*Written problem 1*: In the forum thread about slow joins, what does the consultant say the optimizer cannot do when a function is applied to a column?
*Written problem 2*: Carry on the forum thread about slow joins from the point where it stops.

*Article*:

Begin

| |
|
If this is your first visit, be sure to check out the FAQ by clicking the link above.
You may have to register before you can post: click the register link above to proceed.
To start viewing messages, select the forum that you want to visit from the selection below.
|
 |

09-05-09, 11:47
|
|
Registered User
|
|
Join Date: Aug 2008
Posts: 25
|
|
|
When are joins slow
|
|
I am aware of the fact that normally its better not to worry about performance until one really has a performance problem. So, worry about the db design first.
But just in general, can there be said something about when joins become expensive/slow? The first obvious reason might be:
lots of rows. Not sure about how many, but obviously querying 1 billion rows is slower then 1k rows.
Are there other reasons? Certain types of joins? certain types of keys? Certain indexes?
|
|

09-05-09, 13:38
|
|
SQL Consultant
|
|
Join Date: Apr 2002
Location: Toronto, Canada
Posts: 19,524
|
|
one example: when applying a function to a column, the optimizer cannot use an index on the column
suppose you have a table, let's say it's for blog entries or something, with a DATETIME column to specify the date and time of the posting
now say you want all postings for August 13th
if you do this --
Code:
WHERE DATE(postdatetime) = '2009-08-13'
(here DATE() is a mysql function, in other database systems you have similar stuff) then you'll get an index scan, or, at worst, a table scan
best practice is to use a range test with an open upper end, i.e.

End

*Provided data*:
Begin

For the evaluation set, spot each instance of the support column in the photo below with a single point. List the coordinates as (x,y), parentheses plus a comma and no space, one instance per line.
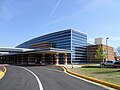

End

*Response 1*: It cannot use an index on that column.

*Response 2*:
Code:
WHERE postdatetime >= '2009-08-13'
AND postdatetime < '2009-08-14'
|
|

09-05-09, 15:47
|
|
Registered User
|
|
Join Date: Dec 2007
Location: London, UK
Posts: 732
|
|
|
|
By "join" you mean a logical operation, which doesn't tell us anything about performance. Join performance will be determined by the physical operations the DBMS carries out to execute that logical join. So it's not wise to make blanket assumptions about the performance characteristics of a join.
For example the join may be equivalent to a scan or seek in a single index or table if the query gets rewritten by the optimiser. A join may even be a no-op. Or in a column-store system the physical operations to execute a join may be identical or very similar to a query against single table. To be sure you have to look at the query plan used in your DBMS or be knowledgeable enough about that system to know what the physical operations will be.
That is why the idea of "denormalization for performance" is bogus and no sound basis for database design (I'm guessing that might be what lies behind your question). Normalization implies nothing about performance because performance is always a function of the physical implementation and the actual physical operations being done. Normalization tells us nothing about the physical implementation and therefore has nothing to do with performance. One might make assumptions based on knowledge of the DBMS you are using but there are no universal rules.
|
|

09-05-09, 21:36
|
|
Registered User
|
|
Join Date: Jul 2009
Location: Michigan
Posts: 125
|
|
Joining on text columns is slow, particularly large text columns.
Joining on columns of different types is slow, say one column is an integer and the other is a varchar that holds an integer.
Joining on a ton of columns is usually slow, even if you have a matching index.
|
|

09-06-09, 02:49
|
|
Registered User
|
|
Join Date: Aug 2008
Posts: 25
|
|
Thanks for the replies, interesting stuff!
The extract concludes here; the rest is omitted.